_Written request_
Can you reproduce every one of the records below line for line, with no changes?

_Data supplied_

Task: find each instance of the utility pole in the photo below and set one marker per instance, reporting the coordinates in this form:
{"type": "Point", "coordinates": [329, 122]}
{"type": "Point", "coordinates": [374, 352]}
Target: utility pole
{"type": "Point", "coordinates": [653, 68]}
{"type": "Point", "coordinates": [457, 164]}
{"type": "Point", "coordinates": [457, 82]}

_Solution to this task_
Task: find each instance of the utility pole in the photo below and set one marker per instance, reporting the coordinates in this form:
{"type": "Point", "coordinates": [329, 122]}
{"type": "Point", "coordinates": [374, 352]}
Target: utility pole
{"type": "Point", "coordinates": [653, 68]}
{"type": "Point", "coordinates": [457, 164]}
{"type": "Point", "coordinates": [457, 82]}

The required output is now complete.